======== INFORMATION GIVEN ========

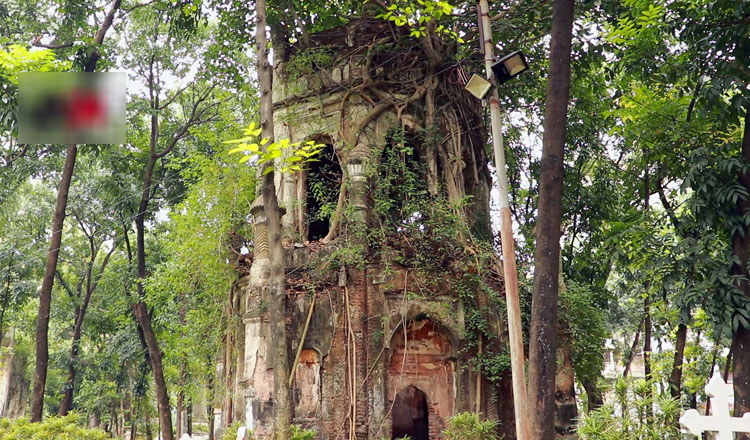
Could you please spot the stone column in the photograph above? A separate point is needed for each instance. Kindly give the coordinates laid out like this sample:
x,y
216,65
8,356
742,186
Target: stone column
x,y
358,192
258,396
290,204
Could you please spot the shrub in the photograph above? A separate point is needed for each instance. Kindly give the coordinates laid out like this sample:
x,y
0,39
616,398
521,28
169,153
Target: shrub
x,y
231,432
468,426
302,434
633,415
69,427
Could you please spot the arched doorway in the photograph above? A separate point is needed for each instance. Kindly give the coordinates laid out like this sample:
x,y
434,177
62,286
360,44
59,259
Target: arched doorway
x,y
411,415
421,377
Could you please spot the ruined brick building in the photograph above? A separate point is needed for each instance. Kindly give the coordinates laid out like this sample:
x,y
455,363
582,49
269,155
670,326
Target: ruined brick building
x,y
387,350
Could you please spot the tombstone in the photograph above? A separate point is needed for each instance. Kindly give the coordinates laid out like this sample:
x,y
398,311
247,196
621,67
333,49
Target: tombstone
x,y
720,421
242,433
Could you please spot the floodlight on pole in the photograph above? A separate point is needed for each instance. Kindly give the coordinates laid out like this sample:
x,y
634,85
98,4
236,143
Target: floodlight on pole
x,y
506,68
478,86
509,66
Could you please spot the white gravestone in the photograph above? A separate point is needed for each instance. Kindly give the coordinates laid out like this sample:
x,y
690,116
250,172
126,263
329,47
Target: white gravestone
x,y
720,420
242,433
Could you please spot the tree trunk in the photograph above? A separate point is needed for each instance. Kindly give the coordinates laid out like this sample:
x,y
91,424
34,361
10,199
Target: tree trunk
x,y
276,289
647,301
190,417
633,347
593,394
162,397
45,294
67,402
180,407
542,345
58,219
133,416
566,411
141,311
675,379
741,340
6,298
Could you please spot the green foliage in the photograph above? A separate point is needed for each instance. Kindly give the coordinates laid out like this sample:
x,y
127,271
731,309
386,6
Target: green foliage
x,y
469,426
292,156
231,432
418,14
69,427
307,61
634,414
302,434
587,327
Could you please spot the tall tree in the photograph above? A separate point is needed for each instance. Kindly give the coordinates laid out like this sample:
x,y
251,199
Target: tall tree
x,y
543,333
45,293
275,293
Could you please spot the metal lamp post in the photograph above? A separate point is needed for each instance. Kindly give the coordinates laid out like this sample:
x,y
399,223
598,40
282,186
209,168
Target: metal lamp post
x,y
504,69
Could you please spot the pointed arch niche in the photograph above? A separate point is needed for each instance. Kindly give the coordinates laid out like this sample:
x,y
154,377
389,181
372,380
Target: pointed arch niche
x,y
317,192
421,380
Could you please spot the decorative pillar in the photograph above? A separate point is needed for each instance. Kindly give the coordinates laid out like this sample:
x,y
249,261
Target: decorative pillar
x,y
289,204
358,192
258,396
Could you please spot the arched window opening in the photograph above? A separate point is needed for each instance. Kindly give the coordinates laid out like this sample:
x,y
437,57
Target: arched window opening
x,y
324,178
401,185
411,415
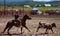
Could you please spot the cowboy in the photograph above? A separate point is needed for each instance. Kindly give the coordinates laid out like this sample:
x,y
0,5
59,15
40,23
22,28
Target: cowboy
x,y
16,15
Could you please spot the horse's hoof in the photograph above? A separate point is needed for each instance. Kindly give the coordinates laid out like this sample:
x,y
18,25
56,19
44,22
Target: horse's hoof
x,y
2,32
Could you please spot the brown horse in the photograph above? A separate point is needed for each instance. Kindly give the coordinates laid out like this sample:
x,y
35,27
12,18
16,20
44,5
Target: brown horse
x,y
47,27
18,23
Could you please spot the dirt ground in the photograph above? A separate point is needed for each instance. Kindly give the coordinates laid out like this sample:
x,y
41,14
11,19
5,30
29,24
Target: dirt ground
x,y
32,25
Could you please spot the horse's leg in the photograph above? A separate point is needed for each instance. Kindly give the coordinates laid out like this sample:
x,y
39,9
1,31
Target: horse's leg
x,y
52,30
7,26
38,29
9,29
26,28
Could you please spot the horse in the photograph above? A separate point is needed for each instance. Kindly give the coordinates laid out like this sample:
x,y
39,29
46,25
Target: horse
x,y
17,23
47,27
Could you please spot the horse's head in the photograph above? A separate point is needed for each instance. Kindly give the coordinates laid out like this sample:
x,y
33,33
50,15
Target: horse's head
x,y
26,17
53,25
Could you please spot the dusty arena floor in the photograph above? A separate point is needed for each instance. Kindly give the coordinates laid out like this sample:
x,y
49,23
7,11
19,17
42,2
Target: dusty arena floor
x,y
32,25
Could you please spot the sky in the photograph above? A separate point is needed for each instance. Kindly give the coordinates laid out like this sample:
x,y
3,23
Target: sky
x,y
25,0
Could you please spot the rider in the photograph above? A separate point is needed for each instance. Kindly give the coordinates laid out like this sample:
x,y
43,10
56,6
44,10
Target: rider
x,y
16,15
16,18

========
======== INFORMATION GIVEN ========

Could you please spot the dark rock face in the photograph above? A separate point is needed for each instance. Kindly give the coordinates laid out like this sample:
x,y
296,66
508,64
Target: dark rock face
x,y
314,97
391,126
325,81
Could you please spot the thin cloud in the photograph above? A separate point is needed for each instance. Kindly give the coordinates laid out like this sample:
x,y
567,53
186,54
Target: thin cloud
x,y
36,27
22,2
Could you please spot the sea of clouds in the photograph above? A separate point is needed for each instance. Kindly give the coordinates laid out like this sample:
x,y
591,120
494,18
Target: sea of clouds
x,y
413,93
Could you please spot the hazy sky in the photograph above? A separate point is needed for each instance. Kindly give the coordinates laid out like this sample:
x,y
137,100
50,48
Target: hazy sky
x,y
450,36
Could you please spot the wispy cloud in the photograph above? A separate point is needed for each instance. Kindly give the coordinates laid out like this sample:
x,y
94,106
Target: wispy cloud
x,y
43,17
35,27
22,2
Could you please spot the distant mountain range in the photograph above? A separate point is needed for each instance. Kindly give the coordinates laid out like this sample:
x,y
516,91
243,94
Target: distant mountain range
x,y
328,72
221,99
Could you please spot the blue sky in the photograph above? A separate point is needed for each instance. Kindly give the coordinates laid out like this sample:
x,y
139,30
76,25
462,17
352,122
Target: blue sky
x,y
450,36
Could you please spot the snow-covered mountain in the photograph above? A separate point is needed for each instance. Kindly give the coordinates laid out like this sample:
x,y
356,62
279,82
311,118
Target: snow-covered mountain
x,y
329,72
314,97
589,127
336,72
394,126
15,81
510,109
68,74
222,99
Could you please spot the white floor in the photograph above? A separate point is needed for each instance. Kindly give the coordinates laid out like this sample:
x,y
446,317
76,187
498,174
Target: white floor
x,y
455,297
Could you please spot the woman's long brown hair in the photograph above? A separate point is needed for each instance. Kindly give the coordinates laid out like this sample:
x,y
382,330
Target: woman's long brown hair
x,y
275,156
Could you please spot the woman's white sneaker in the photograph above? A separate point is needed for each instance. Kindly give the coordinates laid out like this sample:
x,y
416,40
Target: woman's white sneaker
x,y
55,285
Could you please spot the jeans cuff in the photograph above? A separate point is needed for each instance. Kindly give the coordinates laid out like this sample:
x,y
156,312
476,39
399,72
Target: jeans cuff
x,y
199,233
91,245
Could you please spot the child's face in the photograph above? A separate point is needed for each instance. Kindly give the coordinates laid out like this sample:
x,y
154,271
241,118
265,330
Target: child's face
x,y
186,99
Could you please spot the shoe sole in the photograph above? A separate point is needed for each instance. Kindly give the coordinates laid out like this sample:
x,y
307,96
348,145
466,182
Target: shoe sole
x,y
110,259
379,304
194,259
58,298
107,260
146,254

========
======== INFORMATION GIVEN ========

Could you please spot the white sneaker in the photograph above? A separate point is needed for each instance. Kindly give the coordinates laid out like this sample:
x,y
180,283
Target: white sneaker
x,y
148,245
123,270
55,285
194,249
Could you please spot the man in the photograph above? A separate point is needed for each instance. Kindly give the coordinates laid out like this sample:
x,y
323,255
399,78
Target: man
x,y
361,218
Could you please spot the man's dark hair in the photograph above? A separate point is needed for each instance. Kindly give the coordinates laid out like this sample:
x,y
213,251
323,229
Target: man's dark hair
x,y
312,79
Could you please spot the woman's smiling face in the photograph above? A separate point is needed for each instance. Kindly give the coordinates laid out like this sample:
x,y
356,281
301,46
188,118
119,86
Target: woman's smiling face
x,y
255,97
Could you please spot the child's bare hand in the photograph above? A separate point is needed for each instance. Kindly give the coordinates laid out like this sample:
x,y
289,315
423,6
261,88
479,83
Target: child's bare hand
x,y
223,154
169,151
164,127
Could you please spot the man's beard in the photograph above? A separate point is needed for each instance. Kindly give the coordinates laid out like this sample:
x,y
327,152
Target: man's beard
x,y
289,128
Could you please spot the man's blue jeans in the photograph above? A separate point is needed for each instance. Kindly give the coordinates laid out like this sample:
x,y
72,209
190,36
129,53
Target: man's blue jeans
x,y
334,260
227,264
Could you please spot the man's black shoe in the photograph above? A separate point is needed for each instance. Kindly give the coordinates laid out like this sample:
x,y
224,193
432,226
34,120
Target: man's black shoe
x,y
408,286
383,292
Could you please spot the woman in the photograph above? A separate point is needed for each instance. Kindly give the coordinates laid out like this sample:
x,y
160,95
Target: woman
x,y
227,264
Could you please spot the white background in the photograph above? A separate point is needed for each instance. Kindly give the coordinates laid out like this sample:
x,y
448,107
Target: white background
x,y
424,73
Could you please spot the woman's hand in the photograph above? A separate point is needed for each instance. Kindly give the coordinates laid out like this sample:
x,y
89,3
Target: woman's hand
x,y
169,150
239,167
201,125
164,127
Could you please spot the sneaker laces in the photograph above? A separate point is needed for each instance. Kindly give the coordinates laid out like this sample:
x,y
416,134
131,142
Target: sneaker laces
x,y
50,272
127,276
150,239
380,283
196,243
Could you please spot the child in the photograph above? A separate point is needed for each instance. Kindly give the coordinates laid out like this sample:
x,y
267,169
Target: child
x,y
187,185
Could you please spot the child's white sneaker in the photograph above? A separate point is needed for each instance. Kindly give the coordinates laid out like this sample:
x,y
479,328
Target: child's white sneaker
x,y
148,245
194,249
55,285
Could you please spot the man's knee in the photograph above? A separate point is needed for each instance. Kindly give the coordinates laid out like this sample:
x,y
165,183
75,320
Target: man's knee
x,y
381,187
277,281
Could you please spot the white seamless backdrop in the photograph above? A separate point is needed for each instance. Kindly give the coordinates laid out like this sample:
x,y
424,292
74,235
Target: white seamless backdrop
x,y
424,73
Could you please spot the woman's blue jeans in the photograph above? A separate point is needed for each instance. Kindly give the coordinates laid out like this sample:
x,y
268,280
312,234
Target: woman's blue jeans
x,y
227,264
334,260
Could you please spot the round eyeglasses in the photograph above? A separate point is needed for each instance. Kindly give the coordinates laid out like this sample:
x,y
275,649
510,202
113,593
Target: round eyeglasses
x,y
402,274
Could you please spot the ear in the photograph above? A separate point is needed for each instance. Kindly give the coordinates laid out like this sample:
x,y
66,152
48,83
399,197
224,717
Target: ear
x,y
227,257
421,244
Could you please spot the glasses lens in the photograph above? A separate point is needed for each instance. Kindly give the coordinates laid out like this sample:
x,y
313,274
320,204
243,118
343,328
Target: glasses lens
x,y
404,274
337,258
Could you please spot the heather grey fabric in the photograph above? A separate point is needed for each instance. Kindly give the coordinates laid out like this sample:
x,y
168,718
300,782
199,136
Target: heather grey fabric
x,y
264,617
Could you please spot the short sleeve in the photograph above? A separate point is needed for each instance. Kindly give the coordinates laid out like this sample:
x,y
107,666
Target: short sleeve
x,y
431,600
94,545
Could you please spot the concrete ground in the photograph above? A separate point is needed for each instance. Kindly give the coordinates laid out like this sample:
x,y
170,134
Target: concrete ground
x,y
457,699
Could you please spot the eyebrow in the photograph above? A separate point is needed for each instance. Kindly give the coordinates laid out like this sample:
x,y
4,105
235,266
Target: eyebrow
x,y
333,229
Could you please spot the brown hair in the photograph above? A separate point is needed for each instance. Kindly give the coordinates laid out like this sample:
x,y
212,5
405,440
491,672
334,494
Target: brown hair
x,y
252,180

========

■ REQUIRED ACTION
Using the entries above, repeat only the lines from the one containing "Could you please spot the heather" through the one containing "Could you please spot the concrete", end lines included.

■ RESULT OF THIS TASK
Could you please spot the heather grey fabric in the photograph above? A separate point is needed for each instance. Kindly give the coordinates laid out like this sample:
x,y
168,718
300,782
199,136
Target: heather grey fabric
x,y
264,617
Could you please spot the short sleeve in the photograph above? A separate point is needed for each instance. Kindly give the coordinates laid out like this sample:
x,y
107,666
Target: short sleeve
x,y
431,600
94,545
Could you please spot the concrete ground in the photograph above? A separate point is needed for each instance. Kindly give the coordinates laid out like this sample:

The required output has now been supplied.